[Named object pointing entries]
• • • •
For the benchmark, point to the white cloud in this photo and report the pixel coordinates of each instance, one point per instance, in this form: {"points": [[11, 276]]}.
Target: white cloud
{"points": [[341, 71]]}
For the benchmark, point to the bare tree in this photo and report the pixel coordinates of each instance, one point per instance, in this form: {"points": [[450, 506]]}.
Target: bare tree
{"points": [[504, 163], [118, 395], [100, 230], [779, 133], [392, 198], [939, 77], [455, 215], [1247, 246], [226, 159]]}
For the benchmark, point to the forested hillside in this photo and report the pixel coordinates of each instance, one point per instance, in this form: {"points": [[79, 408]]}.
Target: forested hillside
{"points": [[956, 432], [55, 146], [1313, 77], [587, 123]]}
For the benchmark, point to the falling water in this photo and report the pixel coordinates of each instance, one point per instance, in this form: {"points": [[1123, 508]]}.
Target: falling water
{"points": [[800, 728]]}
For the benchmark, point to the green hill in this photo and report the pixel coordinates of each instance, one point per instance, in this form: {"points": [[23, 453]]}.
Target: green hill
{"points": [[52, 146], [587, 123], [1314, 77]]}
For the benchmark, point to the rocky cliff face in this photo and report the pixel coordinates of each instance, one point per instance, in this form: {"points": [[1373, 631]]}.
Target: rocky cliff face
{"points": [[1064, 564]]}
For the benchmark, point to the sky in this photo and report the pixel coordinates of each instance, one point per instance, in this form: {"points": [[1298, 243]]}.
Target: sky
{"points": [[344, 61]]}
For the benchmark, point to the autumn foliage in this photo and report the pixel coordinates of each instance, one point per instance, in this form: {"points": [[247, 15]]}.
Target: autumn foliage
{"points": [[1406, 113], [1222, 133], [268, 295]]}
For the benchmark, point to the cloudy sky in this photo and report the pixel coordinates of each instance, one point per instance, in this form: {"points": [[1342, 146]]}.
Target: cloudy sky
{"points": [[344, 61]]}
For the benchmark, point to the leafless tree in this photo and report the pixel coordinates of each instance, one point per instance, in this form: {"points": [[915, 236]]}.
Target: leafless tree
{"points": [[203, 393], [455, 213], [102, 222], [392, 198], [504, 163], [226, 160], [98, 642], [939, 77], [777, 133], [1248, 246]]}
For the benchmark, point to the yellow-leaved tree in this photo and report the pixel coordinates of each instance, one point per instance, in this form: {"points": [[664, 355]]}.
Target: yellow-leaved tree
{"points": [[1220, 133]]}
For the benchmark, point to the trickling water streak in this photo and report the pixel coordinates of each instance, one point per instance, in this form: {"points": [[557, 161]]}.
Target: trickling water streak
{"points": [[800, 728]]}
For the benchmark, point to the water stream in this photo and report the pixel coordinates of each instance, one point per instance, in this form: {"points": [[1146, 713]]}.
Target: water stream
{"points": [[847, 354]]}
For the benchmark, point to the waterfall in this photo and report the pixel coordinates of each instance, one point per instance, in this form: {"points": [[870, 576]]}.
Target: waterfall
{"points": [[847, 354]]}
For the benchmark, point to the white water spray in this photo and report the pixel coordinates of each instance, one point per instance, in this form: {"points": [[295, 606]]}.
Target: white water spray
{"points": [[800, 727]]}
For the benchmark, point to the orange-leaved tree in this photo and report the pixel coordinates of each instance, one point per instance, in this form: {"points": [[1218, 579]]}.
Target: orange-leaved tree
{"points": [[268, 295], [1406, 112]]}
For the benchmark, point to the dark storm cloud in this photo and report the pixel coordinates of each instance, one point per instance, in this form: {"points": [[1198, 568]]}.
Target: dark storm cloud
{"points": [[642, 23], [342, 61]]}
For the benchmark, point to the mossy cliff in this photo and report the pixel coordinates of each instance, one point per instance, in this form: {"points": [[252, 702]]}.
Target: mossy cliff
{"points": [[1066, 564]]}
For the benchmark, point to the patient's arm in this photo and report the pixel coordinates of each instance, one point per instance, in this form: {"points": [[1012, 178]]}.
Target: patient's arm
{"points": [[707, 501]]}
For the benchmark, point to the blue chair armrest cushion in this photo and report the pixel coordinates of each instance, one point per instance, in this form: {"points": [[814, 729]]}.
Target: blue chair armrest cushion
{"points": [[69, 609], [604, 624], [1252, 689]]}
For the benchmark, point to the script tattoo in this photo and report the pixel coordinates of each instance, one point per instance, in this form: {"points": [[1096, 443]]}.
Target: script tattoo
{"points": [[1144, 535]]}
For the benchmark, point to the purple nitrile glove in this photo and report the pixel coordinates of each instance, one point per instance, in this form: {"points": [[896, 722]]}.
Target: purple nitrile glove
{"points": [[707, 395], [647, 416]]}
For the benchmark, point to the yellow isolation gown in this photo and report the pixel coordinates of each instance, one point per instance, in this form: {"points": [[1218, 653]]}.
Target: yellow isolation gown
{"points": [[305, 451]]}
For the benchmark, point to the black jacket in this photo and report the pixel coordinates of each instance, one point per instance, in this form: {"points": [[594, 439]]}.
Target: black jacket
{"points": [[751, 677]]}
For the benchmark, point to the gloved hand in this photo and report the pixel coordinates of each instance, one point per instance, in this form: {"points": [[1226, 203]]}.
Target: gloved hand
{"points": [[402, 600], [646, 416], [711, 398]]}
• • • •
* **YOUR OBJECTIVE**
Starting with the line that contains "For the benchmark, point to the purple", repeat each line through the last one exactly as it appears. Include both ends and nothing more.

* **SOLUTION TO THIS EXERCISE**
For the benchmark, point to the purple nitrile glove in this photo and report the pixel coordinates of each instance, one point per instance, in this form: {"points": [[896, 722]]}.
Target: purple nitrile glove
{"points": [[707, 395], [647, 416]]}
For the benchmark, point to the yellow isolation gown in this photo and report the pixel coordinates of each instance, one point per instance, in this form: {"points": [[1218, 653]]}.
Target: yellow isolation gown
{"points": [[305, 451]]}
For the benchmark, point to the black jacket in this photo and report the pixel coordinates of each instance, one point per instance, in this form: {"points": [[594, 439]]}.
Target: black jacket
{"points": [[751, 677]]}
For the benchmark, point to the gloved hand in this photo and report the pixel coordinates of each instance, one point per instance, in this form: {"points": [[1226, 203]]}.
Target: gloved hand
{"points": [[402, 600], [646, 416], [711, 398]]}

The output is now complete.